DOCUMENT TEXT:
SECURITIES AND EXCHANGE COMMISSION

WASHINGTON, D.C. 20549

 

 

FORM 8-K

 

 

CURRENT REPORT

Pursuant to Section 13 or 15(d) of

the Securities Exchange Act of 1934

Date of Report (Date of earliest event reported): July 31, 2012

 

 

QUESTCOR PHARMACEUTICALS, INC.

(Exact Name of Registrant as Specified in Charter)

 

 

 

California   001-14758   33-0476164

(State or Other Jurisdiction

of Incorporation)

 

(Commission

File Number)

 

(I.R.S. Employer

Identification No.)

1300 Kellogg Drive, Suite D, Anaheim, California   92807
(Address of Principal Executive Offices)   (Zip Code)

Registrant’s telephone number, including area code: (714) 786-4200

 

 

Check the appropriate box below if the Form 8-K filing is intended to simultaneously satisfy the filing obligation of the registrant under any of the following provisions:

 

¨ Written communications pursuant to Rule 425 under the Securities Act (17 CFR 230.425)

 

¨ Soliciting material pursuant to Rule 14a-12 under the Exchange Act (17 CFR 240.14a-12)

 

¨ Pre-commencement communications pursuant to Rule 14d-2(b) under the Exchange Act (17 CFR 240.14d-2(b))

 

¨ Pre-commencement communications pursuant to Rule 13e-4(c) under the Exchange Act (17 CFR 240.13e-4(c))

 

 

 


Item 7.01. Regulation FD Disclosure.

Commencing on July 31, 2012, the Company will utilize an updated presentation for investor relations purposes. A copy of the updated presentation is attached hereto as Exhibit 99.1 and incorporated herein by reference. The Company does not believe the presentation contains any new material information relative to the information provided on Form 8-K filed with the Securities Exchange Commission on July 30, 2012, except information relative to its share repurchase program and certain balance sheet information.

DATA LISTING:
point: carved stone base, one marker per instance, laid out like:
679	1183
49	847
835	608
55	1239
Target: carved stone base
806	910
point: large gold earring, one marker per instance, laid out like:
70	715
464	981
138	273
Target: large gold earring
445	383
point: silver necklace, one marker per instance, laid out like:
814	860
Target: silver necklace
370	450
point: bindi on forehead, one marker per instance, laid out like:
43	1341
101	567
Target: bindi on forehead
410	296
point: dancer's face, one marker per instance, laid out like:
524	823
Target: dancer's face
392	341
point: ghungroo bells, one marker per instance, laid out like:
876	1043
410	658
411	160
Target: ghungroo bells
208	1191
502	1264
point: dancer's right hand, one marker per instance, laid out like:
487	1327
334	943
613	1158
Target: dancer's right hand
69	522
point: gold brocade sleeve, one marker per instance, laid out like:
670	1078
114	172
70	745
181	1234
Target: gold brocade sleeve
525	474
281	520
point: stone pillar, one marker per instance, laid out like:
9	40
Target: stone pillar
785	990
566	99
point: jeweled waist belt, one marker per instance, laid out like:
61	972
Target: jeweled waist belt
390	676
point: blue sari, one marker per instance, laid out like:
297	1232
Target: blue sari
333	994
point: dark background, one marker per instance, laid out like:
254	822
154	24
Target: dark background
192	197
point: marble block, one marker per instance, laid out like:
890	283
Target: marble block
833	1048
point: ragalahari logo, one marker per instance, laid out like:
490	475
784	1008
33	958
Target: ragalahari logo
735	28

TASK LIST:
A. Repeat the Questcor Form 8-K filing from "Item 7.01. Regulation FD" up to and including "balance sheet information.".
B. Pick up the Questcor Form 8-K filing after its last sentence and continue it.
The listing has no connection to the Questcor Form 8-K filing.

SOLVED TASKS:
A.
Item 7.01. Regulation FD Disclosure.

Commencing on July 31, 2012, the Company will utilize an updated presentation for investor relations purposes. A copy of the updated presentation is attached hereto as Exhibit 99.1 and incorporated herein by reference. The Company does not believe the presentation contains any new material information relative to the information provided on Form 8-K filed with the Securities Exchange Commission on July 30, 2012, except information relative to its share repurchase program and certain balance sheet information.

B.
During July 2012, the Company repurchased 1,000,000 shares of its common stock in open market transactions at an average price of $39.77 per share. As of July 31, 2012, the Company had approximately 58.7 million shares of common stock outstanding, approximately 61.6 million shares of common stock outstanding on a diluted basis using the treasury method, and had repurchased a total of 20.9 million shares of common and preferred stock, at an average price of $14.50 per share, with 3.7 million shares remaining under its common stock repurchase program. As of July 27, 2012, the Company had $135 million in cash, cash equivalents and short-term investments; the current balance does not reflect the use of $39.8 million to settle the Company’s most recent repurchase transactions.

In accordance with General Instruction B.2. of Form 8-K, the information in Item 7.01 of this Current Report on Form 8-K, including Exhibit 99.1, shall not be deemed “filed” for purposes of Section 18 of the Securities Exchange Act of 1934, as amended (the “Exchange Act”), or otherwise subject to the liability of that section, nor shall it be deemed incorporated by reference in any filing under the Securities Act of 1933, as amended, or the Exchange Act, except as expressly set forth by specific reference in such a filing.

Item 9.01. Financial Statements and Exhibits.

(d) Exhibits.

 

Exhibit
Number
   Description
99.1    Presentation made by Questcor Pharmaceuticals, Inc.


SIGNATURES

Pursuant to the requirements of the Exchange Act, the registrant has duly caused this report to be signed on its behalf by the undersigned hereunto duly authorized.

 

Date: July 31, 2012     QUESTCOR PHARMACEUTICALS, INC.
    By:  

/s/ Michael H. Mulroy

      Michael H. Mulroy
      Senior Vice President, Chief Financial Officer and General Counsel


EXHIBIT INDEX

 

Exhibit
No.

  

Description

99.1    Presentation made by Questcor Pharmaceuticals, Inc.